Page text>
• • • • • • •

To fix the dependencies run the following command:

pip install -r requirements.txt

The app also uses Tailwind for frontend. Make sure it's installed on your system following the guidelines mention on their website.

Put your API key in a .env file in the format: ANTHROPIC_API_KEY=<KEY> under the project root directory.

To get the app up and running, follow these steps:

  1. Clone the repository to your local machine.
  2. Open a terminal and navigate to the project directory.
  3. Run the command python3 app.py to start the application.
  4. Open your web browser and visit localhost:5000.
  5. On the home page, you will find a form to enter the stock ticker and other details (as demonstrated in the demo).
  6. Fill in the required information and click the "Generate Insights" button to fetch insights for the specified stock.

Application Flow

The application works as follows:

  1. When you enter the ticker on the website and click the "Generate Insights" button, the backend initiates the process by fetching the tax filings for the specified years using the fetch_10k.py script.
  2. Once the tax filings are successfully fetched, the visualize.py scripts acts upon them. The visualize() function proceeds to analyze the data using the analyze() function from the analyzer.py module. However, before running the analyzer, it utilizes the parse_filing_text() function to semantically parse the tax files. This parsed data serves as the context for the Language Model (LLM) used in the analysis and the models return a JSON output containing the main fileds as mentioned in insights section. The output is then saved to a path of format insights/{ticker}/{filing_year}/analysis.json.
  3. After the analysis is complete, two key functions are invoked:
    • create_bar_plot(): This function generates high-level time series insights, providing a visual representation of the stock's performance over the specified period. It saves the plots under visualizations/{ticker}/insights/ directory.
    • create_segment_bar_plots(): This function generates detailed insights for each year, offering a more granular view of the stock's financial metrics. Similarly, it saves the plots under visualizations/{ticker}/detailed/ directory.

• • • • • • •

Available data>
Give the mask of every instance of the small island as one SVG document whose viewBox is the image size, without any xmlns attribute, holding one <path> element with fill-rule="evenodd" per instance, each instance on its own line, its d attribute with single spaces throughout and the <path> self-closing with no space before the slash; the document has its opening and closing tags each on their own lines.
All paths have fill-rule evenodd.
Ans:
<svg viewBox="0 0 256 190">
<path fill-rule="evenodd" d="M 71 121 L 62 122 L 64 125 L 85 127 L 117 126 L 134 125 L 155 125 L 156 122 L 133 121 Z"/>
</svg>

• • • • • • •

Problems to work on>
- A) Please check each statement against the app text and answer yes or no, quoting the words of the text that decide it. (i) The analysis output is saved to a file named analysis.json inside folders for the ticker and the filing year. (ii) The app is reached in the browser at localhost:8000. (iii) The parse_filing_text() function runs after the analyzer.
- B) According to the app text, which script fetches the tax filings for the specified years?

Answers for the exercise>
- A)
(i) Yes: "The output is then saved to a path of format insights/{ticker}/{filing_year}/analysis.json."
(ii) No: "Open your web browser and visit localhost:5000."
(iii) No: "before running the analyzer, it utilizes the parse_filing_text() function to semantically parse the tax files."

- B) The fetch_10k.py script.